*** Opening DATASET EXCERPTS ***

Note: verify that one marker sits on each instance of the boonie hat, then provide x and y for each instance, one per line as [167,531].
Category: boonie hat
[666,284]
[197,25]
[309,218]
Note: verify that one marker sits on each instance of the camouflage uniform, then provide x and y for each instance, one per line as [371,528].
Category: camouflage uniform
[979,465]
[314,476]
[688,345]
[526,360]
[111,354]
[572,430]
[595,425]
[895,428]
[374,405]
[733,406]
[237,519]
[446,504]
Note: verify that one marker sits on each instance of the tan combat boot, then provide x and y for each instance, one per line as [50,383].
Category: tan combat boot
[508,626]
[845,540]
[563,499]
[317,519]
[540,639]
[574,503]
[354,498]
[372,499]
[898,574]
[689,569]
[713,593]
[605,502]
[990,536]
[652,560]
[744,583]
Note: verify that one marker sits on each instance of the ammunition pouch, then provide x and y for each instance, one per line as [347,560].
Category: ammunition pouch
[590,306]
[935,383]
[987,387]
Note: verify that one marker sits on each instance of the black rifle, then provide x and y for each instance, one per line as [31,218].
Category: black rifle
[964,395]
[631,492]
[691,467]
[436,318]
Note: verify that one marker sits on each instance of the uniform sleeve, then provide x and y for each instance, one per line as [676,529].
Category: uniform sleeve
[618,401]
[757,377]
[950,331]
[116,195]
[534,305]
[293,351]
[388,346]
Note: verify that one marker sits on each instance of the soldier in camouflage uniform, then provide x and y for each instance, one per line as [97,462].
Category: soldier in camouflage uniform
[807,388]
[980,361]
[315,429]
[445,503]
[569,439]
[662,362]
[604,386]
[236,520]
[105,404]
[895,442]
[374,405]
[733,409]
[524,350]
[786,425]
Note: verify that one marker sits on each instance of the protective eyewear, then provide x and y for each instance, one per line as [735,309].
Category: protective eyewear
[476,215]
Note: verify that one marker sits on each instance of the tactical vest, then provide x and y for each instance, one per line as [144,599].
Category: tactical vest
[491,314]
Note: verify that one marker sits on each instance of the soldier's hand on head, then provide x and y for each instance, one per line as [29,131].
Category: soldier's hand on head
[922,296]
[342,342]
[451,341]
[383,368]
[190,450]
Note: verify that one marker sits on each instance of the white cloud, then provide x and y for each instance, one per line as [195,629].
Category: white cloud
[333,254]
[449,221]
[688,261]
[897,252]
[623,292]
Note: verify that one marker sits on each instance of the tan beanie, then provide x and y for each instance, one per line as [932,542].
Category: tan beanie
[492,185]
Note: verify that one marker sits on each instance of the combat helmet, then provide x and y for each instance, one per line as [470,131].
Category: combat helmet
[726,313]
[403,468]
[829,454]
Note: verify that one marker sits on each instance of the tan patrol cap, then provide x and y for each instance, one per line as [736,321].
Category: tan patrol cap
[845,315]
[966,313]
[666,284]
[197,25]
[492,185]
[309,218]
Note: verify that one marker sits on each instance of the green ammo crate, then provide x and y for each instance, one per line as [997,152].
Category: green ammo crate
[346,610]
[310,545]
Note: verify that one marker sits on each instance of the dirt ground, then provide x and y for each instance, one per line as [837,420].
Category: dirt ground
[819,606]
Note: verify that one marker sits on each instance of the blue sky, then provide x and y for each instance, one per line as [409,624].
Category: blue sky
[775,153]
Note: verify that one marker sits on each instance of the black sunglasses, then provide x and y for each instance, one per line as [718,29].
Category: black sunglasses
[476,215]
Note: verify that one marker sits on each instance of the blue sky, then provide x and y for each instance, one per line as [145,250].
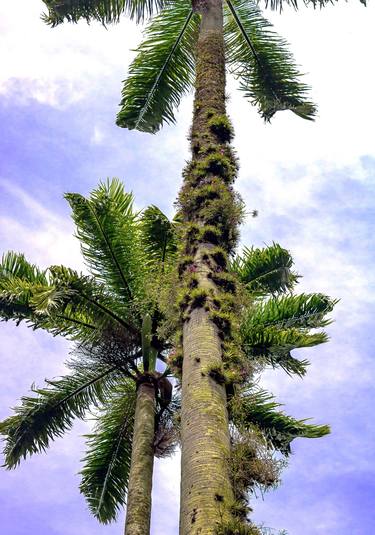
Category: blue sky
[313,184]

*** Closing DATASET EXCERPTS ***
*** Opening DATASET EXCERPTS ***

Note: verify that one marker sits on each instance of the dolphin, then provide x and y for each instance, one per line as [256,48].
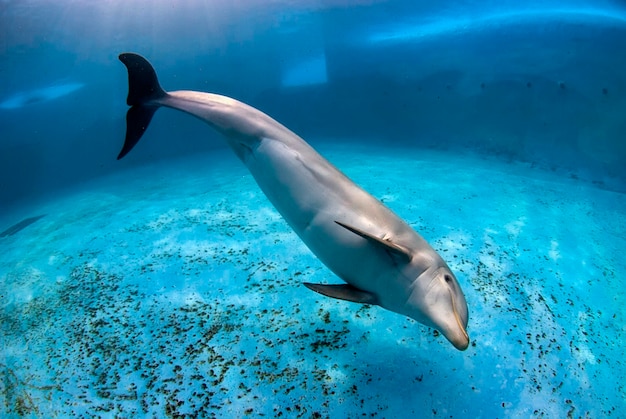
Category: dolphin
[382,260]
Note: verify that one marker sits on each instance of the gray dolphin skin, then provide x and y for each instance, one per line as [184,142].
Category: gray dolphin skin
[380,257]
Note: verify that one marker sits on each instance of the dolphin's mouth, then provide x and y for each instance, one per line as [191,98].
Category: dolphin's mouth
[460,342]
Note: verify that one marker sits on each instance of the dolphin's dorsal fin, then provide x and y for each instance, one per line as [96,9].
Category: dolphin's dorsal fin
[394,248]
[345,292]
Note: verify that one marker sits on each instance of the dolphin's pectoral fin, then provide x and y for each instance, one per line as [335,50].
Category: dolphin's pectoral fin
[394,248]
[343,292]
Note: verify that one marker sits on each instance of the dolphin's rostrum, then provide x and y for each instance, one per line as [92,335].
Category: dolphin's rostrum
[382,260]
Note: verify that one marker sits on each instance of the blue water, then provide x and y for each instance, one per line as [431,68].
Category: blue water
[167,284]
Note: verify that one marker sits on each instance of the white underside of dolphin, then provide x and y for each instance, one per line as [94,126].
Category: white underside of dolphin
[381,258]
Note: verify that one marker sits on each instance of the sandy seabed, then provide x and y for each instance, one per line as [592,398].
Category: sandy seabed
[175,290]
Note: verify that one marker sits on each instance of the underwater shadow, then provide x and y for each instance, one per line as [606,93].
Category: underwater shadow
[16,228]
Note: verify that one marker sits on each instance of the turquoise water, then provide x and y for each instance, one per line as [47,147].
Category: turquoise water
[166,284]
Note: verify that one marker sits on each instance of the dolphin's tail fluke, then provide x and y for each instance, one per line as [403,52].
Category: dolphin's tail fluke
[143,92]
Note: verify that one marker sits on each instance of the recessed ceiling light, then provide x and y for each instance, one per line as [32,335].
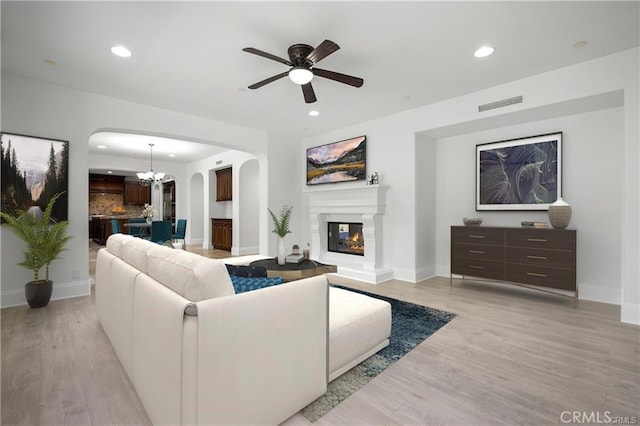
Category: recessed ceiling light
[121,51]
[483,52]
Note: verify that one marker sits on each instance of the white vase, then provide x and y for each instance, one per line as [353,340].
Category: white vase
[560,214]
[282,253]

*** Closing DATASET EXCERPTS ***
*** Opening DATASET EXCERPTS ***

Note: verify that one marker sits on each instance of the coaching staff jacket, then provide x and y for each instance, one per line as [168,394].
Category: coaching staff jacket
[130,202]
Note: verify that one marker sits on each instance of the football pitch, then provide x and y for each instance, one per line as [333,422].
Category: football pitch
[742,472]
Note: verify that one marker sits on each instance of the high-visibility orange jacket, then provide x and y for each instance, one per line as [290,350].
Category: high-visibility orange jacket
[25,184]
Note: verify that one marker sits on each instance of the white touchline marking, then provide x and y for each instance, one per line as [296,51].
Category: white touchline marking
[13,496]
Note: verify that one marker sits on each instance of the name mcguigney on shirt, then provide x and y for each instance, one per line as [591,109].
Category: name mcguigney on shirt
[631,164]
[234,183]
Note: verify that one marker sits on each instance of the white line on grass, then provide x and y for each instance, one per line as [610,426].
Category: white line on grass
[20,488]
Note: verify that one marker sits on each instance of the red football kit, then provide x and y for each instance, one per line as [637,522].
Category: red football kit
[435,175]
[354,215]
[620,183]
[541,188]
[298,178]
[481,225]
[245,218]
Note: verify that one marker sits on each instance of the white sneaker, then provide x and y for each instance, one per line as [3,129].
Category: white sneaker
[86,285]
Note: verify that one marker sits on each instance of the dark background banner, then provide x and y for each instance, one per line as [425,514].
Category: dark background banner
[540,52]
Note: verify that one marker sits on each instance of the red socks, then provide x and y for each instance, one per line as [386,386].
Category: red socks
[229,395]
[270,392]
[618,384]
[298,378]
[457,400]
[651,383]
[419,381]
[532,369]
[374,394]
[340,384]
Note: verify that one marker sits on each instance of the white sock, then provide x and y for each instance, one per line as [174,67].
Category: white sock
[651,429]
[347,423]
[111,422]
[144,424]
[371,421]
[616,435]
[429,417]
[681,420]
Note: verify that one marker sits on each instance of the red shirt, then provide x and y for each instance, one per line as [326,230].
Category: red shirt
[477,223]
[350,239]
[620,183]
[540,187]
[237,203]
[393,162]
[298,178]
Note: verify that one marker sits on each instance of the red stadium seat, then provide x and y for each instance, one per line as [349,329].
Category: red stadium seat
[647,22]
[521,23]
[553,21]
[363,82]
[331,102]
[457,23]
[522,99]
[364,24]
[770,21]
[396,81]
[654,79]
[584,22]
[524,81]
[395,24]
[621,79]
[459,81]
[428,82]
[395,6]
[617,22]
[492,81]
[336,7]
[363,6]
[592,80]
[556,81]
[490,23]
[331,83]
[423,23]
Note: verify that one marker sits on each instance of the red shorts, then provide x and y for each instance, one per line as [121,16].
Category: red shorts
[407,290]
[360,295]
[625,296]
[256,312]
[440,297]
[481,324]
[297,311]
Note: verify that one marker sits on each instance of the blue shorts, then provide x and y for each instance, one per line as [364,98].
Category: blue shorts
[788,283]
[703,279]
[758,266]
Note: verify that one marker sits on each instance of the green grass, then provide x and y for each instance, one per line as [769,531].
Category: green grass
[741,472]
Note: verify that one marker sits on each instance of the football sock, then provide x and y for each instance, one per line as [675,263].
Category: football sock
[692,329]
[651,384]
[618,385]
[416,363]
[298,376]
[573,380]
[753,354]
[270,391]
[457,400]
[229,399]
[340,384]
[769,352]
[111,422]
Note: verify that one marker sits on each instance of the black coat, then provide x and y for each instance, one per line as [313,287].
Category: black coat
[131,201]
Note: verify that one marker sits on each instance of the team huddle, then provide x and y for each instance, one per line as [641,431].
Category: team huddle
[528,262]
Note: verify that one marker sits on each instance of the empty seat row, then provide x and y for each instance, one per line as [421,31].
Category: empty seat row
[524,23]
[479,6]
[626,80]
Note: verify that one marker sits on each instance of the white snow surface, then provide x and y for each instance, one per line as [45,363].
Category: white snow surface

*** Closing DATASET EXCERPTS ***

PROBLEM REQUIREMENTS: Please, from the entries above, set down exactly the lines from the one containing "Category: tan combat boot" through the one containing "line as [29,131].", and only those.

FINAL ANSWER:
Category: tan combat boot
[508,626]
[845,540]
[563,499]
[317,519]
[540,639]
[574,503]
[354,498]
[372,499]
[898,574]
[689,569]
[713,593]
[605,502]
[990,536]
[652,560]
[744,583]
Note: verify that one marker sits on each instance of the ammunition pouch, then provide x and y for each instance, one per line as [347,560].
Category: ammunition pouch
[590,306]
[935,383]
[987,387]
Note: verify that one marker sits on each instance of the black rifle, then provide x and y for each instance, one per line as [31,218].
Category: black rifle
[964,395]
[631,492]
[691,467]
[436,318]
Note: verify that one marker sits on each instance of the uniform sleeve, then provide x and y for each instance, one per line as [676,529].
Category: uniform sleeve
[618,401]
[757,377]
[950,331]
[116,195]
[534,305]
[293,351]
[388,346]
Note: verify that one marker sits on each instance of the soldier in camouflage uniform, then provide x and y for each instance, one per line as [97,462].
Category: soldier in camouflage uniform
[807,388]
[980,361]
[315,429]
[445,503]
[569,439]
[662,362]
[604,386]
[236,520]
[105,404]
[895,442]
[374,405]
[733,409]
[524,350]
[786,425]
Note: verify that one marker sits on each instance of the protective eyewear, then provide x and y for each instance, one per line as [735,309].
Category: protective eyewear
[476,215]
Note: verify that one marker sits on each instance of the tactical vest, then provide x and y for each instance, one per line as [144,599].
Category: tactical vest
[491,314]
Note: verify that one marker sits on each instance of the soldier's hand on head, then provide x and y for each instance, one per line as [29,131].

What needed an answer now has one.